▶ **Textauszug**
Von Gabriel Calabrese Die jüngsten Atomverhandlungen in Genf haben eindeutig gezeigt,
wer bei den derzeitigen diplomatischen Bemühungen die Oberhand hat.
Seit ein iranischer Dissident im Jahr 2002 die Existenz eines
Atomprogramms offenbarte, haben iranische Diplomaten jede
Gelegenheit umgangen, es zu modifizieren und der Verantwortung des
Landes als Unterzeichner des Nichtverbreitungsvertrags gerecht zu
werden.
Der Iran ist sich der Zögerlichkeit und Schwäche innerhalb
westlicher Institutionen zunehmend bewusst; er hat Missverständnisse
und Meinungsunterschiede in Hinsicht auf seine wahren Absichten
eingefädelt und ausgenutzt und die internen Differenzen innerhalb
der demokratischen Staaten angefacht. Die Zeit wird knapp, und
während der Westen weiter redet, baut der Iran weiter. Mit seiner
aufschneiderischen Rhetorik fordert das theokratische Schiitenregime
die freie Welt zu einer harten und unschönen Entscheidung heraus:
zusätzliche Wirtschaftssanktionen zu verhängen oder militärisch zu
handeln. Solange sich die internationale Gemeinschaft freilich vor
einer Entscheidung drückt, kann der Iran die Spielregeln
bestimmen.

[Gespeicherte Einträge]

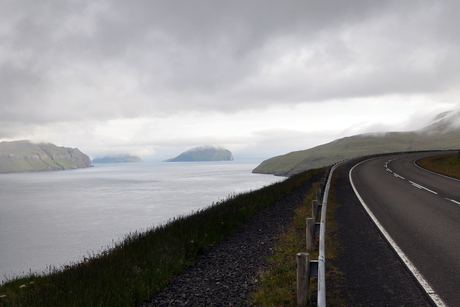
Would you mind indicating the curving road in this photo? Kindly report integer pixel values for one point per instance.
(419, 211)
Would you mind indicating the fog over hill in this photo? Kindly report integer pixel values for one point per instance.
(25, 156)
(443, 133)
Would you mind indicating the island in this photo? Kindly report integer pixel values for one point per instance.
(204, 153)
(118, 159)
(25, 156)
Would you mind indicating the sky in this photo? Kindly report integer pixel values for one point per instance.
(260, 78)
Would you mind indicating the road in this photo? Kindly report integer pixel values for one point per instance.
(420, 211)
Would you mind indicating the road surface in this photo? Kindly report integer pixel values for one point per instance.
(420, 211)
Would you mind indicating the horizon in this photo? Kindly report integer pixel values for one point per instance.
(154, 79)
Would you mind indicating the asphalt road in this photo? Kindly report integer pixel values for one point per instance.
(420, 211)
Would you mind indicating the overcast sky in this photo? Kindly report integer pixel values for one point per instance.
(260, 78)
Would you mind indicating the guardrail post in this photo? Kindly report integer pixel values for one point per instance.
(303, 279)
(310, 234)
(314, 209)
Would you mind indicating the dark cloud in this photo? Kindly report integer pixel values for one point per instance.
(77, 60)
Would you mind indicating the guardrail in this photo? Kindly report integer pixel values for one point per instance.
(307, 268)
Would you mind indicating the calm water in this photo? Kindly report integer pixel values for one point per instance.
(54, 218)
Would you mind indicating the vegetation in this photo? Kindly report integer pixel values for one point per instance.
(448, 165)
(143, 263)
(118, 159)
(24, 156)
(203, 154)
(441, 135)
(277, 285)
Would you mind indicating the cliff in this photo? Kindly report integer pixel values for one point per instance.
(442, 134)
(24, 156)
(118, 159)
(203, 154)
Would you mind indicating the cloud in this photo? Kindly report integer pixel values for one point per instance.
(86, 65)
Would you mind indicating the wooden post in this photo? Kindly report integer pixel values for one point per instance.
(318, 195)
(303, 279)
(310, 234)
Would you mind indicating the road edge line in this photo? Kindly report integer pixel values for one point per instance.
(415, 272)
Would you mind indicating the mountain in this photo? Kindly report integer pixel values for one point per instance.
(117, 159)
(443, 133)
(206, 153)
(24, 156)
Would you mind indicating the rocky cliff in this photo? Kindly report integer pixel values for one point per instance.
(25, 156)
(203, 154)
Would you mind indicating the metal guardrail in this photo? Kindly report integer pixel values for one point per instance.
(307, 268)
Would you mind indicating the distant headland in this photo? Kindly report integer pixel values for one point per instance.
(118, 159)
(25, 156)
(205, 153)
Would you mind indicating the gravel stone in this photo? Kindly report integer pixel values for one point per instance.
(227, 273)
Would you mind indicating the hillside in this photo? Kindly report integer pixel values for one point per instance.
(203, 154)
(24, 156)
(443, 133)
(118, 159)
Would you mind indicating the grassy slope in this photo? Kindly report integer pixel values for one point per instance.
(277, 284)
(23, 156)
(355, 146)
(143, 263)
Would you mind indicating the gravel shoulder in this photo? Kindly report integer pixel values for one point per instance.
(227, 274)
(372, 274)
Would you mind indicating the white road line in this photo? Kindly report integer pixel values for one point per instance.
(454, 201)
(424, 169)
(422, 187)
(418, 276)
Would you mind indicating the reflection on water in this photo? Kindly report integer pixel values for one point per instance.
(53, 218)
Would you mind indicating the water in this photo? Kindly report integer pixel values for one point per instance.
(56, 218)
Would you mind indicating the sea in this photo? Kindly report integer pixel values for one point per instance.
(52, 219)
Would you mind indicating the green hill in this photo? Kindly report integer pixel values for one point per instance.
(118, 159)
(443, 134)
(203, 154)
(24, 156)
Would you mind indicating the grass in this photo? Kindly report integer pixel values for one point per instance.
(448, 165)
(277, 284)
(136, 268)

▶ **Aufgabenstellung**
Schreibe den Textauszug über die Atomverhandlungen mit dem Iran im Anschluss an seinen letzten Satz weiter.

▶ **Lösung**
Eines der Haupthindernisse für eine kohärente und geeinte
Außenpolitik gegen die atomaren Bestrebungen des Iran ist die
mangelnde Einsicht in Bezug auf die reale Gefahr, die die Islamische
Republik für Europa, die USA und Israel darstellt. Ein anderes ist
die Rolle Chinas und Russlands, undemokratischer Staaten, die das
Geschäft mit dem Iran fortsetzen und dadurch die Sanktionen
untergraben, die den Iran zur Drosselung seines Atomprogramms
bewegen sollen.
Abgesehen von der nicht zu leugnenden existentiellen Bedrohung
für Israel würde ein atomarer Iran Auswirkungen haben, deren
Bedeutung vielen westlichen Strategen entgeht. Solche Strategen
ziehen die Annahme vor, dass ein Dialog noch immer möglich ist mit
einem Regime, dass tagtäglich seine Entschlossenheit zur Vernichtung
eines rechtmäßigen Mitgliedsstaates der Vereinten Nationen zum
Ausdruck bringt und seine eigenen Bürger verfolgt, weil sie
homosexuell oder Opfer eine Vergewaltigung geworden sind. Andere
unschuldige Zivilisten wie Arbeiterführer, Frauenrechtsaktivisten,
religiöse und ethnische Minderheiten und Regimekritiker leiden
ebenfalls unter der Unterdrückung des iranischen Regimes.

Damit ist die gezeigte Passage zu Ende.